● Trecho do texto:
• • •
A Coluna do General Miguel
Costa/Prestes em São Miguel/RN (III)
Luiz Gonzaga Cortez*
Fita do correio provou que o
telegrama informava
que bandidos sem munição iriam
atacar S. Miguel.
Enquanto o chefete político João
Leite e diversos familiares viram os revoltosos passarem no “aceiro” da
estrada, na cidade de São Miguel muita gente pensava que a situação estava
tranquila por causa da prisão de dois soldados do Exército Rebelde. Mas outros
alguns comerciantes, desconfiados da situação, isto é, que não existia
segurança nenhuma para seus familiares, providenciaram o transportes de cargas de alimentos para a zona rural. Uma delas foi a Vazante do
Jacó, a mandado de Manoel Vieira. José Guedes do Rego, que trabalhava com ele,
e “Doutor”, um homem negro que veio de Icó/CE para trabalhar com Manoel Vieira.
Na Vazante do Jacó, quando deixavam a primeira carga, eles foram surpreendidos
por “uma quantidade enorme de gente armada e muitos animais soltos no meio
daquele pessoal”.
“A gente que estava preocupada
com a chegada de 700 praças prometidos pelo Governador, ficamos animados e
achamos que eram os soldados mandados e apressamos os passos, mas aquela gente
entrar na cidade, ouvimos vários tiros
que partiam da cidade e dos homens que se aproximavam. Aí ficamos assustados e
com a continuação dos tiros, resolvemos voltar, correndo. Apesar de ser muito
moço, o velho Salviano, um marchante,
corria mais. O clima era frio. Os
homens voltaram, gritando “demore aí, canalhas, que a gente volta já e daremos
o troco a vocês!” Com o regresso daquela
gente, resolvemos prosseguir a viagem
para a cidade, avistamos a estrada da “Aba”, cheia de gente armada e montados,
sem animais soltos. Eram centenas e nessa marcha entraram na cidade. Voltamos
para a casa onde estávamos arrranchados e contamos a história, ficando todo
mundo assustado. A casa ficava num local
alto e de lá dava para ver a estrada com gente aos borbotões entrando na
cidade”, relatou José Guedes do Rego.
De frente com Prestes
Em dado momento, avistaram um
homem barbudo, vermelho, montado numa burra bonita, armado com um fuzil na
perna, com sela gaúcha, que se dirigiu ao grupo, deu bom dia e perguntou se
algum chimangue do governo. Nós, que não sabíamos o que era chimangue, ficamos
calados, mas Manoel Vieira disse que não passou. Aí ele perguntou quem mandou
nos atacar. Manoel Vieira respondeu que foi o chefe daqui, mas baseado num
telegrama do governador dizendo que rumava a esse município um grupo de 70
bandidos desmuniciados e para a defesa da cidade seguiam 700 praças, motivo
porque o chefe resolveu empiquetar a ladeira do Engenho, isto enquanto
chegassem os referidos soldados e até agora nada”. O homem era oficial sulista
e interrogou mais Manoel Vieira sobre as principais famílias e, ao final do
interrogatório, mandou que todos se dirigissem a cidade.
• • •
● Dados coletados:
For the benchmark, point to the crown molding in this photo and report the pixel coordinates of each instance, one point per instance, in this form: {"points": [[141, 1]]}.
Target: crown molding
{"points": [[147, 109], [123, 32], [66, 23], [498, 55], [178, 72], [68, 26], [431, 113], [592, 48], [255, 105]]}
• • •
No trecho sobre a Coluna Prestes em São Miguel, quantos praças o governador havia prometido enviar para a defesa da cidade?

O governador havia prometido 700 praças.